**EXERCISE INSTRUCTIONS**
Take the data below and copy exactly the lines starting at the one with "Target: reflection on water" and finishing at the one with "Drop a marker on every instance of the fallen", both included.
----------
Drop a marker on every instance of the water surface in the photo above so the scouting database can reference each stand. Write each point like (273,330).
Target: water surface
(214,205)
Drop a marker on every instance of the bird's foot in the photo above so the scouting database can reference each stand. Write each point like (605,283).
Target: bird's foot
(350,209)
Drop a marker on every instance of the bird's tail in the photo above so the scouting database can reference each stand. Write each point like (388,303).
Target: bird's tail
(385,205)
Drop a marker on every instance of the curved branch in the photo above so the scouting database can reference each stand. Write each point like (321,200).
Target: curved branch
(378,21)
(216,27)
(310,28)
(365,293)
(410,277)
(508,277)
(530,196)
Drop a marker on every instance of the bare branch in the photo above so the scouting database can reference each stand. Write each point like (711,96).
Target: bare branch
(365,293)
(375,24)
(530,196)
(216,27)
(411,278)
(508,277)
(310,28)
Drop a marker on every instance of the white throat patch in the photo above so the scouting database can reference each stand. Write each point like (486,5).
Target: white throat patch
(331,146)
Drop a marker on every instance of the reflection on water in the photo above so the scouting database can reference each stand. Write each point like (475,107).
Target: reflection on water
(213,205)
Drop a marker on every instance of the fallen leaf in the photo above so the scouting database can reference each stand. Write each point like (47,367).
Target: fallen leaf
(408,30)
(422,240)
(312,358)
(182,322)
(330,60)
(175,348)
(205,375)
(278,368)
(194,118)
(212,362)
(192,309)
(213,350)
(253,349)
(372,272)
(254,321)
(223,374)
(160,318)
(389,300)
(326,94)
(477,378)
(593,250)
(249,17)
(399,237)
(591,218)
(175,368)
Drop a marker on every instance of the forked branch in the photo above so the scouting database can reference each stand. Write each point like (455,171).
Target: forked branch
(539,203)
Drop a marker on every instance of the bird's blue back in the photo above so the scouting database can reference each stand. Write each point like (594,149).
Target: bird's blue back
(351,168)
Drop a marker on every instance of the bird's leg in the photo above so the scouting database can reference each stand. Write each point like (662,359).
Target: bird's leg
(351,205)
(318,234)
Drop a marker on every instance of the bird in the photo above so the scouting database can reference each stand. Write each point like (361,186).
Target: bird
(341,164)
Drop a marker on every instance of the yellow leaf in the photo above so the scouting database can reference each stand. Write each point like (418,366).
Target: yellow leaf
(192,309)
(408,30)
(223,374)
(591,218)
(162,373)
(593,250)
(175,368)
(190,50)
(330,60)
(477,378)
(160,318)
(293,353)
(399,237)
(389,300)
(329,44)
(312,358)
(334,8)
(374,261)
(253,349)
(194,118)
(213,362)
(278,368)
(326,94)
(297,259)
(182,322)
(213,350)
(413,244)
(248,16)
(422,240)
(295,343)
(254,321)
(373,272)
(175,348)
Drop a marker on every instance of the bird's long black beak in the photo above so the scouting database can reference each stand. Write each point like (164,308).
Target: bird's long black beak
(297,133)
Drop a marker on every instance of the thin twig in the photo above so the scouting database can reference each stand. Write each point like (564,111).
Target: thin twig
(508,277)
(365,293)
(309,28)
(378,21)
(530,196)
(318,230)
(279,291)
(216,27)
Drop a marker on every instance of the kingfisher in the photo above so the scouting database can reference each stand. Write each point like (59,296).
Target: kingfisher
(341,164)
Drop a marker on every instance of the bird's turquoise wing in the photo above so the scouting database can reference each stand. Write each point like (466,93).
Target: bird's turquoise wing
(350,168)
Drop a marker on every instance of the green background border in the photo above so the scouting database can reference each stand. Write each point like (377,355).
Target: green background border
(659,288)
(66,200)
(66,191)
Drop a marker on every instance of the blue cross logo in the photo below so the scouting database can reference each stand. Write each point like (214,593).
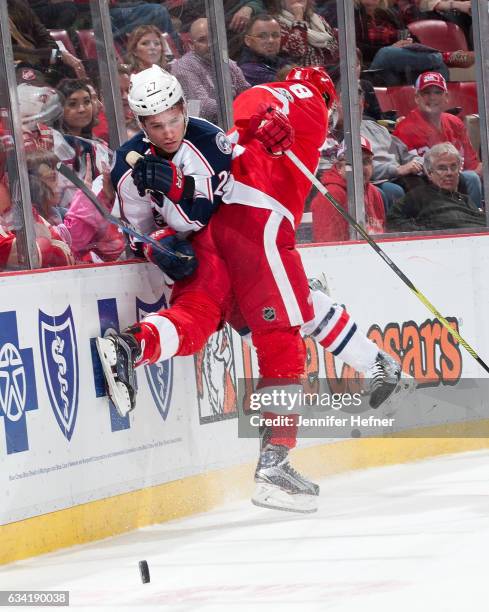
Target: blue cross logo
(17,384)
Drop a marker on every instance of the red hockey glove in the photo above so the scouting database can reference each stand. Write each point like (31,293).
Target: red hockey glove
(275,132)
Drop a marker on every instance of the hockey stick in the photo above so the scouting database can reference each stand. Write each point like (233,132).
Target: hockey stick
(322,189)
(125,227)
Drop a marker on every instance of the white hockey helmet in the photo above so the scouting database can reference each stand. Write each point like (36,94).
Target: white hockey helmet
(38,105)
(153,91)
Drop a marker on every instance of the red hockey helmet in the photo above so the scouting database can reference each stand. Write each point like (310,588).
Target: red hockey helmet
(318,77)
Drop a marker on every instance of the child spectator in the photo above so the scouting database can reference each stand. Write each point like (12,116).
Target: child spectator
(260,59)
(78,111)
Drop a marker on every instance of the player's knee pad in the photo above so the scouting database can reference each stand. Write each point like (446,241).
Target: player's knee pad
(195,316)
(281,353)
(332,326)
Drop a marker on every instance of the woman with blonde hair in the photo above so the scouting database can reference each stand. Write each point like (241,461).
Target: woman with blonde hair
(145,47)
(307,38)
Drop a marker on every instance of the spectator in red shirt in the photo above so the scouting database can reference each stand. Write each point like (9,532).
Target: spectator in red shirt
(428,125)
(327,223)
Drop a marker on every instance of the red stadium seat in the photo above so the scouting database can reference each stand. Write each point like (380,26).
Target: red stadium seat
(86,40)
(441,35)
(463,94)
(401,99)
(383,98)
(63,37)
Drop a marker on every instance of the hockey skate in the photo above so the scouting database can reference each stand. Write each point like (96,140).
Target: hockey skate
(118,354)
(279,486)
(383,377)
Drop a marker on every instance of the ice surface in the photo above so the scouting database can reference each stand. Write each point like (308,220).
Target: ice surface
(411,538)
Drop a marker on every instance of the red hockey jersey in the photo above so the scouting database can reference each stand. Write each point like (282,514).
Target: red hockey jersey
(261,180)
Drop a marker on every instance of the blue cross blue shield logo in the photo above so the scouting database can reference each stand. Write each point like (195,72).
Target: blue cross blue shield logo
(17,384)
(159,375)
(59,352)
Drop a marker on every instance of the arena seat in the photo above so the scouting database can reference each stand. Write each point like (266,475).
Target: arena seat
(401,99)
(383,98)
(63,37)
(463,94)
(441,35)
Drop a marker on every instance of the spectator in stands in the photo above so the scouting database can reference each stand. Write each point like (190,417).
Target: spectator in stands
(145,48)
(260,56)
(93,238)
(33,45)
(194,72)
(96,101)
(437,205)
(395,169)
(52,245)
(428,125)
(127,15)
(307,38)
(101,130)
(55,14)
(77,108)
(380,37)
(238,14)
(44,185)
(327,223)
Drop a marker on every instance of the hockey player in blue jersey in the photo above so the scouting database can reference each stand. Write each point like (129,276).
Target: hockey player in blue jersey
(178,180)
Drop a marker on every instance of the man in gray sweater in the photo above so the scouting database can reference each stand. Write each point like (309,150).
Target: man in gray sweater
(438,204)
(395,169)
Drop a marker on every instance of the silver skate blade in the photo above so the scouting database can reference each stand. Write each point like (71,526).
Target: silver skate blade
(116,391)
(274,498)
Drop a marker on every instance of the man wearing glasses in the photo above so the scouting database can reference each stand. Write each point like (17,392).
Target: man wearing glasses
(428,125)
(259,59)
(437,205)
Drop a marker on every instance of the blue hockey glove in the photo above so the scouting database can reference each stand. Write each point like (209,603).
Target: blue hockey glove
(181,263)
(158,174)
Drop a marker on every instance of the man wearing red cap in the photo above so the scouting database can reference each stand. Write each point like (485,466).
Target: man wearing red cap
(428,125)
(327,224)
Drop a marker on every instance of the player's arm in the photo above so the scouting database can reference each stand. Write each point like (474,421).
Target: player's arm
(136,209)
(263,117)
(195,188)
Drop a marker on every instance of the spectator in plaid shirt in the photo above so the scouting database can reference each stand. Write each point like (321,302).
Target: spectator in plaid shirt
(307,38)
(194,72)
(379,33)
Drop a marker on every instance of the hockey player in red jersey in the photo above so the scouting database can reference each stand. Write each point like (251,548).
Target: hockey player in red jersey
(249,266)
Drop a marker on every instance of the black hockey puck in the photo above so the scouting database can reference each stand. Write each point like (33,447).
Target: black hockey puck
(144,571)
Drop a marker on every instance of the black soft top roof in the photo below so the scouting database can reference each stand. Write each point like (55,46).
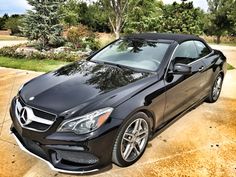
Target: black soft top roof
(165,36)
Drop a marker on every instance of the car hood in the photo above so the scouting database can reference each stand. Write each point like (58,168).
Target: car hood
(80,83)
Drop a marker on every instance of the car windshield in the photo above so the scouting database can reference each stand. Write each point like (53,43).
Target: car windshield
(140,54)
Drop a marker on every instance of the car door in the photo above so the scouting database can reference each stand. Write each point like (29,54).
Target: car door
(208,58)
(182,90)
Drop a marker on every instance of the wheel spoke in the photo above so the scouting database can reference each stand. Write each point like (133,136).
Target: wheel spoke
(128,137)
(134,139)
(128,150)
(136,126)
(137,149)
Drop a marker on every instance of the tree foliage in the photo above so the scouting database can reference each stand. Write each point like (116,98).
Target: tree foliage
(221,17)
(79,12)
(117,11)
(42,23)
(3,21)
(13,24)
(144,16)
(182,18)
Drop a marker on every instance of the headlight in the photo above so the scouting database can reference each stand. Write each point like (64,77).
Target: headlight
(20,88)
(86,123)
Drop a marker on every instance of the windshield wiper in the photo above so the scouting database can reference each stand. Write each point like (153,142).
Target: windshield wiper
----------
**WRITTEN REPLY**
Target: reflection on water
(213,205)
Drop a marker on every instance of the fallen leaf in the photo above so the scouting database can reference each stand. Write each point like (47,367).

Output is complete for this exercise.